***** Text segment *****
A Covid-19 Māori health analyst is calling on the government to prioritise Māori and Pasifika children in the 5-11 years vaccine rollout or risk the consequences of a "brown pandemic".
Dr Rāwiri Taonui says tamariki Māori make up 53.3 percent of all cases of those aged under 12 and 63 percent of all hospitalisations of under 12s.
According to Taonui's analysis, when Pasifika children are included, 82 percent of cases and 78.3 percent of hospitalisations of those under 12 have been Māori or Pasifika.
Taonui has contributed to a Ministry of Health working group for vaccination of Māori aged 12 years and under. He described the statistics as disturbing and said they reflect the higher disease burden on Māori in the current outbreak.
Omicron remained a serious risk for unvaccinated Māori and Pasifika, and the tamariki rollout should focus on equal outcomes with Pākehā, he said.
"Pacific and Māori peoples face similar prejudice. This is our brown pandemic."
Taonui said data emerging from overseas backed the need to prioritise Māori and Pasifika children in the vaccination rollout.
***** Information given *****
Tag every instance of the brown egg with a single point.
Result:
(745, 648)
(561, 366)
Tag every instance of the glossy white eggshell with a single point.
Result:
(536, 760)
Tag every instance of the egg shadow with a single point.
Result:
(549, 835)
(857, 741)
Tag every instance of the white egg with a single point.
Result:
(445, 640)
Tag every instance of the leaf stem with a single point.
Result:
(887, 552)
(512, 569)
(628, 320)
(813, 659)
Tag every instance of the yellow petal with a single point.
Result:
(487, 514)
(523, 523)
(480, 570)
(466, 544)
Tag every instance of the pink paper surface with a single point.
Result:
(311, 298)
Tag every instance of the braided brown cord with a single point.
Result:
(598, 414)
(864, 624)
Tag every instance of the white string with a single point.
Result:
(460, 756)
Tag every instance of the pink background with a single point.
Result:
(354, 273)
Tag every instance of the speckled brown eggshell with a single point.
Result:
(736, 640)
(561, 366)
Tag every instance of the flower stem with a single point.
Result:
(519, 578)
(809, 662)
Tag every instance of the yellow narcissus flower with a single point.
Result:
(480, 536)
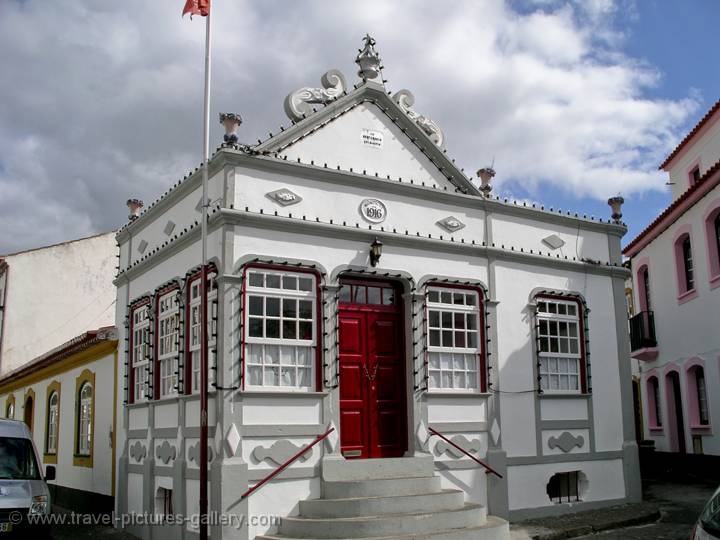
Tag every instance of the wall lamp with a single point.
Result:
(375, 252)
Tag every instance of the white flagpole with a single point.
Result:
(203, 292)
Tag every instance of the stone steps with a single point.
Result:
(374, 506)
(380, 499)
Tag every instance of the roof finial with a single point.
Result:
(368, 59)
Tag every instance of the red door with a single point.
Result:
(373, 419)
*****
Translate this sentence from the text on vaccinating Māori children into Spanish: "Taonui said data emerging from overseas backed the need to prioritise Māori and Pasifika children in the vaccination rollout."

__Reply__: Taonui dijo que los datos que están surgiendo en el extranjero respaldaban la necesidad de dar prioridad a los niños maoríes y pasifika en la campaña de vacunación.